Federica Festa: la vita è una festa… ma non sempre: siamo una generazione di precari che si appoggia sui genitori a posto fisso
Si chiama Federica
Festa. Vive da sola e lavora a Roma. Non si può dire che abbia un lavoro
fisso, ma piuttosto che svolge varie attività, a metà tra l´arte e la
pedagogia, che la portano a recitare
spettacoli, insegnare recitazione a bambini e adulti, fare il clown
negli ospedali. È giovane, laureata in Storia del teatro e svolge
autonomamente la propria professione da ben dodici anni. E´ leone
ascendente ariete… come dire? Sa quello che vuole! Perché questo quadro ti rappresenta?
Mi piace il quadro
il giorno di festa di Bruguel dove ci sono tanti tanti personaggi che
fanno i più svariati giochi, in una grande piazza. Mi da allegria
pensare che la vita possa essere un continuo gioco. Come hai deciso di
occuparti principalmente di TEATRO?
a otto anni volevo
mettere in scena “Romeo e
Giulietta” con i miei compagni di classe. io volevo fare la regista
e anche Giulietta… Quali sono le altre
attività quotidiane che ti occupano tempo durante la giornata e che
riesci ad evitare?
Un po’ di traffico
in meno…ma neanche tanto perché mi muovo con lo scooter. Per le cose di
casa invece mi aiuta Mila, una signora filippina che faceva le pulizie
da mio padre, poi da mia madre, poi da mia zia, e da mia nonna. Insomma
Mila è ormai in tutte le nostre case, da tanti anni.
Odio lavare le posate. Quali delle numerose
espressioni artistiche che eserciti e che pratichi per lavoro, ti
stimola maggiormente?

__Voci del dataset__:
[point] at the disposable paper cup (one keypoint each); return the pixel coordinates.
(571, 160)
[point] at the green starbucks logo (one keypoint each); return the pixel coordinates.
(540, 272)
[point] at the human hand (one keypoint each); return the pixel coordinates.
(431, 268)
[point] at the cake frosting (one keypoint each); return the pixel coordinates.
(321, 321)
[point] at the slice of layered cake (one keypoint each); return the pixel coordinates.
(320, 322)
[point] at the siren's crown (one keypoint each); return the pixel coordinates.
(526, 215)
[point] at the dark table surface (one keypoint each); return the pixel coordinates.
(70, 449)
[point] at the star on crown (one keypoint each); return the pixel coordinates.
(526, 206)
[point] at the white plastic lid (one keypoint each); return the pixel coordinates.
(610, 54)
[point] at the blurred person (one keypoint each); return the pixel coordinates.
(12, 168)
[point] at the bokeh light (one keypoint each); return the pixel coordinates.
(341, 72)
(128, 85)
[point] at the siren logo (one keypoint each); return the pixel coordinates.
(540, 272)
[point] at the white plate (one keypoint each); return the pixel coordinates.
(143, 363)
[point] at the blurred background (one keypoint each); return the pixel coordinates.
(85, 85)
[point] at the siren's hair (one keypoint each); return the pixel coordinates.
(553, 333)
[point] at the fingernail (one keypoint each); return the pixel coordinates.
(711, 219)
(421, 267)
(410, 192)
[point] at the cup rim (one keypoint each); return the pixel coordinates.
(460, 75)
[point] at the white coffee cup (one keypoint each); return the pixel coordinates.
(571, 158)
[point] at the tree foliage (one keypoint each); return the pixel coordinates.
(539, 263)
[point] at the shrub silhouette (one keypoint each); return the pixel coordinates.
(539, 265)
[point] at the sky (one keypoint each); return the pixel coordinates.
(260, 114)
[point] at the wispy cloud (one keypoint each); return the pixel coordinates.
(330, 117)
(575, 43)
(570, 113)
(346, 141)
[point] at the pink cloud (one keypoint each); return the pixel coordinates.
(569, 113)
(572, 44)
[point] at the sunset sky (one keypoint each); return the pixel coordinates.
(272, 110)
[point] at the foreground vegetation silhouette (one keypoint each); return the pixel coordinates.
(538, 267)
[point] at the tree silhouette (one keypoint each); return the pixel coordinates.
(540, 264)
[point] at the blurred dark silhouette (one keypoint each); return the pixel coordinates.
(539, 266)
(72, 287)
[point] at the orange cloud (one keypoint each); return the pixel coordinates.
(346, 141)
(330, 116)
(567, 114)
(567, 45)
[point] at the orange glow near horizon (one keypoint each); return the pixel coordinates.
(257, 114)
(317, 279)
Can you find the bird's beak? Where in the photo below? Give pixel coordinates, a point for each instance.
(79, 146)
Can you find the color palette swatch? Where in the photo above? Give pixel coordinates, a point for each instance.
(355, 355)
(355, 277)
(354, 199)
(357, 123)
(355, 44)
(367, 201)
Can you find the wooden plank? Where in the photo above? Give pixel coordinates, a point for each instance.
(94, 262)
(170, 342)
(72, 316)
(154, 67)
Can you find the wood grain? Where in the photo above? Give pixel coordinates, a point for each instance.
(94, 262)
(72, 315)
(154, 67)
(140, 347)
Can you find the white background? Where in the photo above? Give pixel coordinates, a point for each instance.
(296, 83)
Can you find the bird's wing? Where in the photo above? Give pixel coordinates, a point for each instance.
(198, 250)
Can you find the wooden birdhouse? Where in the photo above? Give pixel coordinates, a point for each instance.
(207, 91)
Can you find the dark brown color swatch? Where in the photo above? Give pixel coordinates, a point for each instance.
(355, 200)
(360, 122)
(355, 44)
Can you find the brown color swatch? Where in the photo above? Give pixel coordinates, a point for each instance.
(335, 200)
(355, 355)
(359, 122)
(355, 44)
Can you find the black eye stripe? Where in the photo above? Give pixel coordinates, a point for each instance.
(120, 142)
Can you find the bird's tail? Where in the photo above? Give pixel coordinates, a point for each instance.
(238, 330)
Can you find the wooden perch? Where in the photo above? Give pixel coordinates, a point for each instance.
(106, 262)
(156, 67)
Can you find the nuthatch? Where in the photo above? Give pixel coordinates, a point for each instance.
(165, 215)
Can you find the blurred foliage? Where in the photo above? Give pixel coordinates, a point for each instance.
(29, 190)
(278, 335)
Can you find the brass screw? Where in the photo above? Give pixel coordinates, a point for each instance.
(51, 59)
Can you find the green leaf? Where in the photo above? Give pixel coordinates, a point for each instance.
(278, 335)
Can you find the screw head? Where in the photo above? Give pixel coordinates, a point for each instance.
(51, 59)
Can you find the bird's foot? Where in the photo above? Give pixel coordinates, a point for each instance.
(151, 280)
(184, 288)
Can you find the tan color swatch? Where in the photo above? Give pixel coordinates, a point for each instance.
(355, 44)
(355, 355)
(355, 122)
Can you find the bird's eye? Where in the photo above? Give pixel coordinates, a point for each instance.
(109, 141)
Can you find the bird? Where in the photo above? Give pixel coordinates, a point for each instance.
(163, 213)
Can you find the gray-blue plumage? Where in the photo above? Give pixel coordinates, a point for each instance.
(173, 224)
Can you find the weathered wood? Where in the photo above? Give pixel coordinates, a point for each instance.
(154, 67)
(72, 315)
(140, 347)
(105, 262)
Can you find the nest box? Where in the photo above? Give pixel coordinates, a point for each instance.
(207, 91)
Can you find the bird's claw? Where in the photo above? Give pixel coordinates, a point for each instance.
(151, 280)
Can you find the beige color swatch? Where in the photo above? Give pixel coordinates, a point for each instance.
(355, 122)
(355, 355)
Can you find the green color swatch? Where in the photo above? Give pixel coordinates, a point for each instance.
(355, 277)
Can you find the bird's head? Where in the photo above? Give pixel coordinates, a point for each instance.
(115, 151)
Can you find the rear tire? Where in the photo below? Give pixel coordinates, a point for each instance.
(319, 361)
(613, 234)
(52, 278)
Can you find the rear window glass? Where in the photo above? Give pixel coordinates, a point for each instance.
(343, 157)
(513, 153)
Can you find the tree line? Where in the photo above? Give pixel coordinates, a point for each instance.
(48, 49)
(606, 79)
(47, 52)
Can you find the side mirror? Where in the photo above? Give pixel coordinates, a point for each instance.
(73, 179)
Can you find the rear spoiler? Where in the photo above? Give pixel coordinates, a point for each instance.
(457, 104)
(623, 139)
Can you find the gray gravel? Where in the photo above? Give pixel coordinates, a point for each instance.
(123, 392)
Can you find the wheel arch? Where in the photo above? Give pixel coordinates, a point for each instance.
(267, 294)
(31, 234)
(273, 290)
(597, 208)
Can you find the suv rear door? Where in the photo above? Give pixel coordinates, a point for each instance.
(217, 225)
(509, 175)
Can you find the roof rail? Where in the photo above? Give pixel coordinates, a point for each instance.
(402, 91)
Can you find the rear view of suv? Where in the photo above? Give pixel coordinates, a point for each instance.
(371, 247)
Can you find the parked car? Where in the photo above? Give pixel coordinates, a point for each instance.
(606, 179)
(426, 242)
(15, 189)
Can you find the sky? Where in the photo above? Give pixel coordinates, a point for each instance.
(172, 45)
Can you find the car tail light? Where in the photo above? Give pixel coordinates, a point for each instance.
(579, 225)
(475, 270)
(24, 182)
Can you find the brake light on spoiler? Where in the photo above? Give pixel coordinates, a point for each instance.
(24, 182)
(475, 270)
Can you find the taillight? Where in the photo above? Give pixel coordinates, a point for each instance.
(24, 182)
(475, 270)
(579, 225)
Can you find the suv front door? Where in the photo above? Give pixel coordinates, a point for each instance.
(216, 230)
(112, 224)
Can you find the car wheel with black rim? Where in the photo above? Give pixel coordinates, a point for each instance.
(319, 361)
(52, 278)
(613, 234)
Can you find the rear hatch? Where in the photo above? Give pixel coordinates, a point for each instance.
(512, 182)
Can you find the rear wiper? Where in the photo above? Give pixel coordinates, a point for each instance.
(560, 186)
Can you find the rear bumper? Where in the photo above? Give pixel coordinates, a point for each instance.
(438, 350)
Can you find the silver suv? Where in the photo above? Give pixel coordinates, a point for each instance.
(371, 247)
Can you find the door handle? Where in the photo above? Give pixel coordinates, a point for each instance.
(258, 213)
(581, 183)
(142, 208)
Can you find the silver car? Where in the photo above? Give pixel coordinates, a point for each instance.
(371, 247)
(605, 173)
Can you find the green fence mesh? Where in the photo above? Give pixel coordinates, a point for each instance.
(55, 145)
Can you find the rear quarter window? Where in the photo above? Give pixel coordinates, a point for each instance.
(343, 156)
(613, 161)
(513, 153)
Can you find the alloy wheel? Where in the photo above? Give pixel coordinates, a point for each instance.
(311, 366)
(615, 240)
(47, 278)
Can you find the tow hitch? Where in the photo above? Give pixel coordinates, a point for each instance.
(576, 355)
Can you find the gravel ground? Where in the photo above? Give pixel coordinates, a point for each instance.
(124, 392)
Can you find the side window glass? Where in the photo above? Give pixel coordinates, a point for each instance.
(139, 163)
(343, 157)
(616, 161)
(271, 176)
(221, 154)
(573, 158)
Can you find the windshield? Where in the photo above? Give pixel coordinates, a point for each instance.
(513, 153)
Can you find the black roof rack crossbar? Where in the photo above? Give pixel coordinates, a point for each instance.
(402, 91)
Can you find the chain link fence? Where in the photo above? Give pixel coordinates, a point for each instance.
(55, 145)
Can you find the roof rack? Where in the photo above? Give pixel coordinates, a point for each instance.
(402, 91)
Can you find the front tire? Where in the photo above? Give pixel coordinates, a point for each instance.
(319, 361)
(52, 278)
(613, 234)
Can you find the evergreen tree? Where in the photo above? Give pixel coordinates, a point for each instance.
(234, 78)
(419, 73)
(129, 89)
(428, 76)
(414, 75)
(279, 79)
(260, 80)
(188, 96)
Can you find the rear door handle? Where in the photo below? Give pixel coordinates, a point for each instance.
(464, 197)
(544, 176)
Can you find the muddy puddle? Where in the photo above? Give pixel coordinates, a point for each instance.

__Da fare__:
• a. In che cosa è laureata Federica Festa, secondo l'intervista?
• b. Riprendi l'intervista a Federica Festa a partire dal punto in cui si ferma.
Le voci qui non hanno alcun ruolo.

__Risposte__:
• a. In Storia del teatro.

• b.
Mi piace molto
insegnare recitazione ai bambini…soprattutto a quelli di 3 anni…sono
senza censure! I bambini maschi -a questa età- amano affermarsi in scena
attraverso la forza e il coraggio, per risolvere le storie e i problemi
(vogliono fare i cacciatori, sparare col fucile al lupo, voglio andare a
cavallo e baciare la principessa). Le bambine preferiscono esprimere se
stesse attraverso la bellezza e l’eleganza (con principesse che fanno
piroette, inchini, danze e altro).
Quale differenza tra
maschietti e femminucce ti ha colpito di più?
I maschi amano
essere leoni e muoversi in branco, le femmine sognano di essere farfalle
che volano da sole.
Come si caratterizza il
tuo reddito, gli introiti che ti consentono di sopravvivere?
Innanzitutto dalla
vendita di spettacoli, poi l’insegnamento nelle scuole e il lavoro come
clown in ospedale mi danno la base con cui mi mantengo con un’entrata
fissa mensile.
Gli spettacoli sono
un’entrata in piu che è variabile.
1.
Quanto pensi che conti
l´indipendenza economica (da compagni/mariti/genitori) per un’effettiva
indipendenza emotivo-psicologica, artistica e/o familiare come individuo
nella società?
L’indipendenza
economica certo aiuta, ma la libertà emotiva -soprattutto quella dai
genitori- passa per altre strade, più impervie e meno facili. Credo che
ormai siamo una generazione di precari che si appoggia sui genitori a
posto fisso… la stabilità dei nostri genitori è una grande áncora cui a
volte ci si appoggia un po´ troppo comodamente. Per il resto meglio non
contare su altri predellini. Quale elemento
differenzia la tua posizione di attrice come
donna rispetto all´universo
maschile? Cosa credi di dover fare di
diverso rispetto a un uomo?
Come donna sono più
attenta di un uomo alla relazione con l´altro. Ritengo che nel lavoro ci
siano due aspetti da curare sempre: “il compito”, cioè cosa si deve
fare, e “la relazione”, cioè il contatto con gli altri per rendere il
compito più piacevole.
Le donne curano di
più la relazione rispetto agli uomini: loro sono più proiettati verso
l´obiettivo Al di là della mia professione.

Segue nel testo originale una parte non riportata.